(Point labeling dataset excerpts)
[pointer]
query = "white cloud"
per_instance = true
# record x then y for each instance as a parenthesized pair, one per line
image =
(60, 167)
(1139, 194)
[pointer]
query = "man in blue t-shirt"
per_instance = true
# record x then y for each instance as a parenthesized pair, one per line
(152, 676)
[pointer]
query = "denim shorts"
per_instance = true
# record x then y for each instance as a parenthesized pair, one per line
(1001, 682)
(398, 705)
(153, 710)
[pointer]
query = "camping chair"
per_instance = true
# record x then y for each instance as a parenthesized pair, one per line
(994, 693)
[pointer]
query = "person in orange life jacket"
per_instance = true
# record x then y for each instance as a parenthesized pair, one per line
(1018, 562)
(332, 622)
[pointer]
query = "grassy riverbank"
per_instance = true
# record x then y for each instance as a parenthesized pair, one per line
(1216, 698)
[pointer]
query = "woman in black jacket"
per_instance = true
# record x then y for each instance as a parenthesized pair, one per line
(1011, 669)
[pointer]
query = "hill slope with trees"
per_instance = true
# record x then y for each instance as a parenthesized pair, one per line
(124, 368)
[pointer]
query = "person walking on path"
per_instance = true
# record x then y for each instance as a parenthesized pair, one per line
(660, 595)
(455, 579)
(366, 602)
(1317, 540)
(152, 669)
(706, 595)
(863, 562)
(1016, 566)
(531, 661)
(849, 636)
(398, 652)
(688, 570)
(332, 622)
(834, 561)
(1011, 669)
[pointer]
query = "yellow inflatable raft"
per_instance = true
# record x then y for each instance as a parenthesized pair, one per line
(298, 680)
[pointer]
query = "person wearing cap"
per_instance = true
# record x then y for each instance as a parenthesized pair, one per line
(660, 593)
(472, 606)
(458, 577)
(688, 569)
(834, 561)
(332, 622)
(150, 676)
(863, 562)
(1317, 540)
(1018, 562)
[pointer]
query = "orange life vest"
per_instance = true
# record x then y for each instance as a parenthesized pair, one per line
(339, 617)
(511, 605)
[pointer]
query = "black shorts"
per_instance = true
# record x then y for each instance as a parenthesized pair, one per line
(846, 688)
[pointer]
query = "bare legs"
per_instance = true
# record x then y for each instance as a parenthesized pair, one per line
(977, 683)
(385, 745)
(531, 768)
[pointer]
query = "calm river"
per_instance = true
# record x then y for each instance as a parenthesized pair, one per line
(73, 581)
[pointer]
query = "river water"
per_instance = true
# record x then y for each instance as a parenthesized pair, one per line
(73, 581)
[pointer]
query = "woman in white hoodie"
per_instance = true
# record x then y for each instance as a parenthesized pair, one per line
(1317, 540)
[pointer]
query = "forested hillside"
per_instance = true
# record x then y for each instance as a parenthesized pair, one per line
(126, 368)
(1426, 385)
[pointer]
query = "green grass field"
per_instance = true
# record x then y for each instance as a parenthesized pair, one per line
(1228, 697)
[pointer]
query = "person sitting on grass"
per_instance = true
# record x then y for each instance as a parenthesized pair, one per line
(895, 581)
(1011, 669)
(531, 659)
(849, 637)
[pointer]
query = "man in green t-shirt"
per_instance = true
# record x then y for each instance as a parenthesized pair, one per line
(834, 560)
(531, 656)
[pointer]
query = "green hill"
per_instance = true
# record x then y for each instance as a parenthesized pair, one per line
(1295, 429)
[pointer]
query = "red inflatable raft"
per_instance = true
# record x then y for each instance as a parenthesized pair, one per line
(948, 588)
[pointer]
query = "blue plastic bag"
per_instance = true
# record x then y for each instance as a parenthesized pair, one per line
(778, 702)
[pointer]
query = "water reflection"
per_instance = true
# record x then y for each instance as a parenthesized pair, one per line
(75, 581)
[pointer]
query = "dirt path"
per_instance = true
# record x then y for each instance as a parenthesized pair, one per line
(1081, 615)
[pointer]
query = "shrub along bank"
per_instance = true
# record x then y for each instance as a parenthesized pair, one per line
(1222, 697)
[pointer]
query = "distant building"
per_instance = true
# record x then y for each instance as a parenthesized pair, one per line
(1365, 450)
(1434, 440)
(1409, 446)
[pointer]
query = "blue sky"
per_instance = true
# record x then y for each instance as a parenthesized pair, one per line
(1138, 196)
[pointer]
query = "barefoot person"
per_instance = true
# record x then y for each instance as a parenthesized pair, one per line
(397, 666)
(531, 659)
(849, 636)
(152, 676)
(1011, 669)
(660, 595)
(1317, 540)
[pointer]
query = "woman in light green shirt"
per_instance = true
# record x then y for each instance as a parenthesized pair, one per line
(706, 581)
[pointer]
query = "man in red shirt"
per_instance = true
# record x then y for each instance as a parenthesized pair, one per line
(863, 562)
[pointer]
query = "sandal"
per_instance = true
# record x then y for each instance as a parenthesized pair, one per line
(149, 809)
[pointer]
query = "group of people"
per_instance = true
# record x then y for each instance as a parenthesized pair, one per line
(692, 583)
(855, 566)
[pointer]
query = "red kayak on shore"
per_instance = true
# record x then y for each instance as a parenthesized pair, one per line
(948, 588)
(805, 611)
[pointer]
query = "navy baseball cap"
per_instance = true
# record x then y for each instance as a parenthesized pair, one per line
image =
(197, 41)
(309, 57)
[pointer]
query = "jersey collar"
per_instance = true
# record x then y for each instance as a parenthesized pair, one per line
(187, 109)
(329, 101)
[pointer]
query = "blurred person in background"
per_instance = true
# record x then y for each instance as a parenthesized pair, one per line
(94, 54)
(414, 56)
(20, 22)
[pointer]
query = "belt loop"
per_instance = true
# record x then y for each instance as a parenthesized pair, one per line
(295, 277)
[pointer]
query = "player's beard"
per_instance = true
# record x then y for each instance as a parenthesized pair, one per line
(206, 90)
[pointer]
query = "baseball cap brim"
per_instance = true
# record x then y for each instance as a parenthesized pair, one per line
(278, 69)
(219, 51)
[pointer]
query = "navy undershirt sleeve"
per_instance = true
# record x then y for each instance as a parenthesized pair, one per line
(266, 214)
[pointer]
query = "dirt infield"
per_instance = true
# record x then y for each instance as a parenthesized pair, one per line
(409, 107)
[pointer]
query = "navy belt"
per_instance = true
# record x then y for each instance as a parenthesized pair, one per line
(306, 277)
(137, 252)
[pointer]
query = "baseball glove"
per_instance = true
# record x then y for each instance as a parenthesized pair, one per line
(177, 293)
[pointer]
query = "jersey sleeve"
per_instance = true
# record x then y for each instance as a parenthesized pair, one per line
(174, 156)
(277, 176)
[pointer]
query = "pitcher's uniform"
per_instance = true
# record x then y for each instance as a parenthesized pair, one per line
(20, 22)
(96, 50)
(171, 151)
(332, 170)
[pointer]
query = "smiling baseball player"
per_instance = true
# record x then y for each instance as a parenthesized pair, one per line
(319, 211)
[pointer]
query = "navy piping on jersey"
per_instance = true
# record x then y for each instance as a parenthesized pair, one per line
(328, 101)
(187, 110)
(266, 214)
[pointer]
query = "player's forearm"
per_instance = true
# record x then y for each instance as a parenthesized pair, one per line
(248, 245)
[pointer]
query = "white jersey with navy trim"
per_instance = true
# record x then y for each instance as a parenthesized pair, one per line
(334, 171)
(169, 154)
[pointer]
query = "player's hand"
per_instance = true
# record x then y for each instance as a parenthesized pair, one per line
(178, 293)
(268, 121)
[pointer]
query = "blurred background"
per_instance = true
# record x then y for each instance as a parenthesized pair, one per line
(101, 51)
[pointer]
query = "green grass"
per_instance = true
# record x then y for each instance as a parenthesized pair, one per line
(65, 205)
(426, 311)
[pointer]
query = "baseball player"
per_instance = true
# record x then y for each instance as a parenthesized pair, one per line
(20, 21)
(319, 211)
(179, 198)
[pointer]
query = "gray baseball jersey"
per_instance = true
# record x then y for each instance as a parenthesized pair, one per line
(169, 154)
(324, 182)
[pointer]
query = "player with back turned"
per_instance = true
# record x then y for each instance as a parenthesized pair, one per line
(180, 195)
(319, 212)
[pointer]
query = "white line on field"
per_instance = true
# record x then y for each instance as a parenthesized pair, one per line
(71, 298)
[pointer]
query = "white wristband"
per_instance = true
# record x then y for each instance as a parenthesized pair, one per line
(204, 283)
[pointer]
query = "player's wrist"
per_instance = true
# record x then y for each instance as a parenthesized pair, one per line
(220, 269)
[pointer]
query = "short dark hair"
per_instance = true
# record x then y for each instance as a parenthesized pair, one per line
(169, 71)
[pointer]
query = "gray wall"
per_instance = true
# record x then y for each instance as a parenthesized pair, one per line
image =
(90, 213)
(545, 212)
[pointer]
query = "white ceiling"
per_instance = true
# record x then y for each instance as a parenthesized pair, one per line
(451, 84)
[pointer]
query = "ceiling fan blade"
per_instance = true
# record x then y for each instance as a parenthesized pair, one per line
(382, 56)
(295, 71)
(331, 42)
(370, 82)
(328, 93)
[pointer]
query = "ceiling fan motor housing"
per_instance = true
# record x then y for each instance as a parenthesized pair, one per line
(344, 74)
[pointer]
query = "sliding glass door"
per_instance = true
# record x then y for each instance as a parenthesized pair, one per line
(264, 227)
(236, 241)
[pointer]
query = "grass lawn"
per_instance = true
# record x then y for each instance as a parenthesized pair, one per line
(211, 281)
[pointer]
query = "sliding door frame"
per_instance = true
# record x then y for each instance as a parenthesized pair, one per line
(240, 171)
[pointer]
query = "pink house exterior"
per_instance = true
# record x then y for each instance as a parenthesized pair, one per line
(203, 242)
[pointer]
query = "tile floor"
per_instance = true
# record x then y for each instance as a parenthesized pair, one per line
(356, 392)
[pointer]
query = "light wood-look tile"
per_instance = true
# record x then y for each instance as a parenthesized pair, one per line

Problem statement: List every line in the items above that contains the word "blue", copying each line in full.

Answer:
query = "man in blue t-shirt"
query = "blue plastic bag"
query = "blue sky"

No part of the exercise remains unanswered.